— begin —
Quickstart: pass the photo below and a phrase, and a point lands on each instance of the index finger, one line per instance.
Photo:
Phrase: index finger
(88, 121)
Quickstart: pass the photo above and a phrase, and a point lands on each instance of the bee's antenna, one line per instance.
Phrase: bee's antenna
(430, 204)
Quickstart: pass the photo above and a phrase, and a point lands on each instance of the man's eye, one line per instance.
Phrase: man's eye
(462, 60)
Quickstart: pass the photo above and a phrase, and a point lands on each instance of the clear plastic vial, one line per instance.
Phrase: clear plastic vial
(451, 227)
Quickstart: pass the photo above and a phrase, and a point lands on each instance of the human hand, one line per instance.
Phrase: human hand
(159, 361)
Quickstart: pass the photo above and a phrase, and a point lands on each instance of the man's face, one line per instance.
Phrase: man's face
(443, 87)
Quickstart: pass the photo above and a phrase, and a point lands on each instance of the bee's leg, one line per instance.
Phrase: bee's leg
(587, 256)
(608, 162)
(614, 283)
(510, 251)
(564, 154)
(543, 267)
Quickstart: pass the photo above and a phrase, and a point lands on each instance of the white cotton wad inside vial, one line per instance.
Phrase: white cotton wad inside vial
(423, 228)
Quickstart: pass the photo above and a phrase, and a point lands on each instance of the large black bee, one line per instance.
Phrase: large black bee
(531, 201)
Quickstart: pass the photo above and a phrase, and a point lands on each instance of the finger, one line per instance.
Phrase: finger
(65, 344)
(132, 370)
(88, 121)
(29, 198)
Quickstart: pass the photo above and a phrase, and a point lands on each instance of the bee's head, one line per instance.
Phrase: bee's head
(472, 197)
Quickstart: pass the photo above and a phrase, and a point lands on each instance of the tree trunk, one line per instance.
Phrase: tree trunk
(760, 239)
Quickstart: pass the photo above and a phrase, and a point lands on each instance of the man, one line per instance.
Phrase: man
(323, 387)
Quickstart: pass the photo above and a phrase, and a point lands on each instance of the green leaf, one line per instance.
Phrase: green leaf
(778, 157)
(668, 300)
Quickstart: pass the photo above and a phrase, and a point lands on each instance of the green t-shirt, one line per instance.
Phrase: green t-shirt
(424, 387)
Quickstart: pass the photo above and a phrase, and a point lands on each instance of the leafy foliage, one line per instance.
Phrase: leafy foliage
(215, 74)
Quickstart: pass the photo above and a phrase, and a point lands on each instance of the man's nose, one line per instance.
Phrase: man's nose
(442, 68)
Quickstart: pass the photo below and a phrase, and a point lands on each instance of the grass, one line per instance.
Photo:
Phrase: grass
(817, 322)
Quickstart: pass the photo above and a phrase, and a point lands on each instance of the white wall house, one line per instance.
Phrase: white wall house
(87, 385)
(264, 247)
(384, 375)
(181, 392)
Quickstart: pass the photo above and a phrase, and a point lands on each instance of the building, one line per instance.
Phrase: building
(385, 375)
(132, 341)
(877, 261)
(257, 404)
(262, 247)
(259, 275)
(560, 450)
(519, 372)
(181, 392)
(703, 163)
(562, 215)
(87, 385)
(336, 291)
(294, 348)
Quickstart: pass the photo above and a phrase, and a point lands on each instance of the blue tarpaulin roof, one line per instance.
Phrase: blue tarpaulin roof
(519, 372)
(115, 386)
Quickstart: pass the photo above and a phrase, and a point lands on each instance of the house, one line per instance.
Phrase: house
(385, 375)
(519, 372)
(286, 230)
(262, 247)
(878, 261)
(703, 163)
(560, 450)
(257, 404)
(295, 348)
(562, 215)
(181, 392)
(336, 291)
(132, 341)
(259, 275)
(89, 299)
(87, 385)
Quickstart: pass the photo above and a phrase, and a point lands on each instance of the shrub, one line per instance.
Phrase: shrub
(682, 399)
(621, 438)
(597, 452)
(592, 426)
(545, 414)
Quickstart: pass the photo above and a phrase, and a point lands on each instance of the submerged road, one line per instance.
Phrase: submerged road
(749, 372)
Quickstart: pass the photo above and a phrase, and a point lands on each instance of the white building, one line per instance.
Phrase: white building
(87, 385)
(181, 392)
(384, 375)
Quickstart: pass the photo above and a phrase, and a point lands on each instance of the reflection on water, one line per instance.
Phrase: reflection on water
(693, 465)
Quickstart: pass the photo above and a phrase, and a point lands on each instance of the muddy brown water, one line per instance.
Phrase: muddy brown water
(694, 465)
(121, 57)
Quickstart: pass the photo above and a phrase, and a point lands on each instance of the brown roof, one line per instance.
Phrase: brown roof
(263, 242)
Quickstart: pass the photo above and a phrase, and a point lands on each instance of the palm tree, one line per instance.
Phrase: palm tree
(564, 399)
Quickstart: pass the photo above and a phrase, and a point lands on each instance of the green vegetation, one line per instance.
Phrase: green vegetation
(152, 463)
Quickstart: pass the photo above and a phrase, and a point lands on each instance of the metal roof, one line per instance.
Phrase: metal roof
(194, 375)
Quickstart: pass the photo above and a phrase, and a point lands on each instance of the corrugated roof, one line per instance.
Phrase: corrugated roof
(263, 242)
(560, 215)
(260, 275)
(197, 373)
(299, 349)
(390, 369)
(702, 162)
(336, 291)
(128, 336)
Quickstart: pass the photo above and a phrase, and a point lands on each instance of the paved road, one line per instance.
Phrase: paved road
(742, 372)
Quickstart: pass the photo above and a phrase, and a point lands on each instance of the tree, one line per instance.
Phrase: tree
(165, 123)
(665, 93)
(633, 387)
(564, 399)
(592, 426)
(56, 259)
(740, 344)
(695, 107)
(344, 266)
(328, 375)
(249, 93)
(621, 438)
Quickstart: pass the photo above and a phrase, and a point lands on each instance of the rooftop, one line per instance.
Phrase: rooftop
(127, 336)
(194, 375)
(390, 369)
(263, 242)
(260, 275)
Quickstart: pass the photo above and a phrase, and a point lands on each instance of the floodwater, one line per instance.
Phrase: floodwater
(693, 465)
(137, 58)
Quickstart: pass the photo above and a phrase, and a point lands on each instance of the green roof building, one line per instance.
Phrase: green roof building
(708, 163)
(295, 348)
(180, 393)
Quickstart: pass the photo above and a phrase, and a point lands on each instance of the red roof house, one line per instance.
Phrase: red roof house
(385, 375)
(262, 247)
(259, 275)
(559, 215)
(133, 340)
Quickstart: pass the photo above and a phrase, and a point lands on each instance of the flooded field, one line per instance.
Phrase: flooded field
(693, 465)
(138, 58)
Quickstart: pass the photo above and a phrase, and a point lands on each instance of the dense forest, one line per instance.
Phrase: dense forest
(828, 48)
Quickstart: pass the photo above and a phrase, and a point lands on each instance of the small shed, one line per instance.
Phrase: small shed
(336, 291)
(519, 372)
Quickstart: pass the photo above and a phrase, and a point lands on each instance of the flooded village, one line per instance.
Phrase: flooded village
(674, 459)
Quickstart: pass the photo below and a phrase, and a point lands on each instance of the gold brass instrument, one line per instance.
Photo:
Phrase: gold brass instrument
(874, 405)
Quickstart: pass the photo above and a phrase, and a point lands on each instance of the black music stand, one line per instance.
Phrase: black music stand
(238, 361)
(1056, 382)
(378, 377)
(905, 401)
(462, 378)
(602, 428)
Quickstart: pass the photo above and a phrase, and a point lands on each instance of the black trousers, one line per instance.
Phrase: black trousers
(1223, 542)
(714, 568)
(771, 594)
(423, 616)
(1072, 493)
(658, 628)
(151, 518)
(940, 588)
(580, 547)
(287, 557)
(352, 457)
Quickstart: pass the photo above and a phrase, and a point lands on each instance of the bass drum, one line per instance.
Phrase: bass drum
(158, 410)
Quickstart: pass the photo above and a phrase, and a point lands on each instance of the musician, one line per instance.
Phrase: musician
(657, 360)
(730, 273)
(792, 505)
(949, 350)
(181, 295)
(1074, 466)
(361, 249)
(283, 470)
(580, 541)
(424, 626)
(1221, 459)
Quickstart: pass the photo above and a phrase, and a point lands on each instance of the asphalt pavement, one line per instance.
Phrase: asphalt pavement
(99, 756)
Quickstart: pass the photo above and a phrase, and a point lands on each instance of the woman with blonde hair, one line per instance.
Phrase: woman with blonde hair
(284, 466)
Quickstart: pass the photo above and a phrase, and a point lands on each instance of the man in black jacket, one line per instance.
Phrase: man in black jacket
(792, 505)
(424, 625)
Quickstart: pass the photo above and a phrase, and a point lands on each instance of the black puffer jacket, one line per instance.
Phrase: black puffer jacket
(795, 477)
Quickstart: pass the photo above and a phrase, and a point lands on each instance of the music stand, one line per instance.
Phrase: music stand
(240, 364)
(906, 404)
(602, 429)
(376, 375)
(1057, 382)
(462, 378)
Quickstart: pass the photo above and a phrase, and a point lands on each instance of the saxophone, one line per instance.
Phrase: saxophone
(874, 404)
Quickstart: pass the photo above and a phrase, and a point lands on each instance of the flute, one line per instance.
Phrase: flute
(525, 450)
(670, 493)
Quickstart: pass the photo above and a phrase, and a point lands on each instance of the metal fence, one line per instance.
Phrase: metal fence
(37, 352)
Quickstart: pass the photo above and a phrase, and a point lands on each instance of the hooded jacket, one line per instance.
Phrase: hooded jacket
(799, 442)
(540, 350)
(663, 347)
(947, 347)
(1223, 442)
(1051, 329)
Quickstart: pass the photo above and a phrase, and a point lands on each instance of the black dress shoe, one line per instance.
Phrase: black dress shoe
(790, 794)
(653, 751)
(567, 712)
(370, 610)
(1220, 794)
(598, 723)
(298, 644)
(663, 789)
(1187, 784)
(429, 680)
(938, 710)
— end —
■ Prompt: Copy out the lines exactly, starting at the line that contains "flute, one line per instance." and stopping after the line that contains "(1051, 329)", with both of those lines included.

■ Result for this exercise:
Quickstart: pass the photo above and a phrase, and a point lands on each instance of the flute, one line per instance.
Phrase: flute
(525, 450)
(670, 493)
Quickstart: pass the photo above and a phrase, and a point lands on each instance of the metal fence, one line per instance.
Phrase: metal fence
(37, 352)
Quickstart: pass the photo above and a phrase, and a point lands on each instance of the hooded jacket, one line per instance.
Phrase: hooded jacket
(799, 442)
(540, 350)
(663, 347)
(947, 347)
(1223, 442)
(1051, 329)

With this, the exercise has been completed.